> [Questions]:
**a.** Answer these about the post on GPU slicing:
(i) What does SDG stand for?
(ii) On which GPUs were multiple models run concurrently?
(iii) What memory bandwidth is estimated for the MI300, and what for the H100?
**b.** Copy a passage from the post on GPU slicing word for word. Start with the words "Optimizing GPU Utilization: Smart" and end after "and accelerate time-to-value.".
**c.** Does each statement below agree with the post on GPU slicing? Answer yes or no, and quote the words from the post that settle it.
(i) On the MI300, the HBM sits on separate chips on the card.
(ii) SDG is described as vendor-agnostic.
(iii) The next frontier of AI deployment is bigger models.

> [Text shown]:

Content starts

Skip links

Optimizing GPU Utilization: Smart Memory and Compute Slicing for Mixed AI Workloads on AMD MI300x Using Exostellar SDG

By Yuchen Fama, Chris Sosa, Tony Shakib, Dušan Veljko,

SDG: The Hidden Accelerator in the Age of Small-but-Mighty LLMs

A revolution quietly unfolds in the shadow of DeepSeek, multi-agent compute and AI PCs. The next frontier of AI deployment isn’t about bigger models—it’s about smarter orchestration: optimizing resources with intelligent compute and surgical precision to unleash maximum potential from minimal hardware. 

Software Defined GPU™ (SDG™) – is a smarter, vendor-agnostic way to allocate GPU resources dynamically, fractionally, and just-in-time, with on-demand slicing that fits real workloads. It’s a next-gen xPU virtualization and orchestration of heterogeneous compute to maximize resource utilization, reduce job waiting period, and accelerate time-to-value. 

Fractional GPU memory and computing are the essential backbones of fine-grained dynamic optimization. In this blog, we share our methodology and results using SDG to optimize memory and compute resource allocation with multiple models running concurrently on AMD MI300X GPUs,  and benchmark tests demonstrating substantial gains in model performance and resource utilization. 

AMD MI300 Key Facts 

  1. HBM directly on chip (as compared to Nvidia’s cards where the HBM is on separate chips on the card) which means higher memory bandwidth. This matters a lot for AI workloads because you can load tensors faster and speed up memory-compute especially on concurrent operations. Estimates are 5.3TB/s for the MI300 vs 2-3 TB/S for the H100.

Content ends

> [Listed entries]:

Content starts

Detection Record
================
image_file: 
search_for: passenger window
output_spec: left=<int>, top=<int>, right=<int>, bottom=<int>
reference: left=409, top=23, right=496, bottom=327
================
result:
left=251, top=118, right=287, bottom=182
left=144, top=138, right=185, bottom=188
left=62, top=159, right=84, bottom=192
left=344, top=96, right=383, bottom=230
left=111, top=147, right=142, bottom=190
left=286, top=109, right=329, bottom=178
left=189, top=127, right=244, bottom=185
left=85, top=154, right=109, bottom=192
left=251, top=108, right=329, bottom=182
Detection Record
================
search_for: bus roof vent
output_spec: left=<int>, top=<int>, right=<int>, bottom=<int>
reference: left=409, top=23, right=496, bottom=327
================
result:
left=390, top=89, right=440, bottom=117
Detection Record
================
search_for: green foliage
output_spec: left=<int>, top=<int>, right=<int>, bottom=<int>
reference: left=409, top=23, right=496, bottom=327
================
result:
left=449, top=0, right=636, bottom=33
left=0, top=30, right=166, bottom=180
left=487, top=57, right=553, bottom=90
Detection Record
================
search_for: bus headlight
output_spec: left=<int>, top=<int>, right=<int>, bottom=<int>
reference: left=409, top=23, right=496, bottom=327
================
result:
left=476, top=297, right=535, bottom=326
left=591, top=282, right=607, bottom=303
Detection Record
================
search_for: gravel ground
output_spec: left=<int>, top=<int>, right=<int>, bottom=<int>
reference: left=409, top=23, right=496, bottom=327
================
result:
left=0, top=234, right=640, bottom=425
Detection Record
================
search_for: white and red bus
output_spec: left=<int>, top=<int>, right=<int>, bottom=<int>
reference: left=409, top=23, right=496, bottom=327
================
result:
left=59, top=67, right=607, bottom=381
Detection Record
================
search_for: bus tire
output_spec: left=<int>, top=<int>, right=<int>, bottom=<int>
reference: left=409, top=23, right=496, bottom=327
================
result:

Content ends

> [Set of answers]:
**a.**
(i) Software Defined GPU
(ii) AMD MI300X GPUs
(iii) 5.3TB/s for the MI300, 2-3 TB/S for the H100

**b.**
Optimizing GPU Utilization: Smart Memory and Compute Slicing for Mixed AI Workloads on AMD MI300x Using Exostellar SDG

By Yuchen Fama, Chris Sosa, Tony Shakib, Dušan Veljko,

SDG: The Hidden Accelerator in the Age of Small-but-Mighty LLMs

A revolution quietly unfolds in the shadow of DeepSeek, multi-agent compute and AI PCs. The next frontier of AI deployment isn’t about bigger models—it’s about smarter orchestration: optimizing resources with intelligent compute and surgical precision to unleash maximum potential from minimal hardware. 

Software Defined GPU™ (SDG™) – is a smarter, vendor-agnostic way to allocate GPU resources dynamically, fractionally, and just-in-time, with on-demand slicing that fits real workloads. It’s a next-gen xPU virtualization and orchestration of heterogeneous compute to maximize resource utilization, reduce job waiting period, and accelerate time-to-value.

**c.**
(i) No: "HBM directly on chip (as compared to Nvidia’s cards where the HBM is on separate chips on the card)"
(ii) Yes: "is a smarter, vendor-agnostic way to allocate GPU resources dynamically"
(iii) No: "The next frontier of AI deployment isn’t about bigger models"